[START Exercise material]
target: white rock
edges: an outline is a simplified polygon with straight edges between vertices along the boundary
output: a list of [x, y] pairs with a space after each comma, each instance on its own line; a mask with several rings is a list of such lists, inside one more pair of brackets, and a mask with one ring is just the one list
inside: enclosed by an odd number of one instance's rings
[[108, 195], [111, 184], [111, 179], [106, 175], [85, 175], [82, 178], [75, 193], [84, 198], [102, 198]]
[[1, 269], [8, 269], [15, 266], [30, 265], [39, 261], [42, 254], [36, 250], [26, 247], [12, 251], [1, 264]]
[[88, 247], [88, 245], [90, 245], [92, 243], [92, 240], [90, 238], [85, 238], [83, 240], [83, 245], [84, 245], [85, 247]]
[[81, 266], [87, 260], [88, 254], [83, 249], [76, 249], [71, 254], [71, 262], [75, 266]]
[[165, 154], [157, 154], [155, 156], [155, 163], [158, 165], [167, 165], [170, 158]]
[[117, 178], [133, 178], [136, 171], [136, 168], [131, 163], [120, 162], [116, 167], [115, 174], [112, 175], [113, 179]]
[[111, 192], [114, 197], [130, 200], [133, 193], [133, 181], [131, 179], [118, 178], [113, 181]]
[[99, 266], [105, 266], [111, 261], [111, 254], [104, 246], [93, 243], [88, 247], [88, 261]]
[END Exercise material]
To do =>
Gather every line of the items above that contains the word "instance". Treat uppercase and lowercase letters as different.

Solution to the problem =>
output: a list of [x, y] pairs with a space after each comma, each instance on its own line; a mask with several rings is a list of such lists, inside one more pair of brackets, and a mask with one ring is just the one list
inside: enclosed by an odd number of one instance's rings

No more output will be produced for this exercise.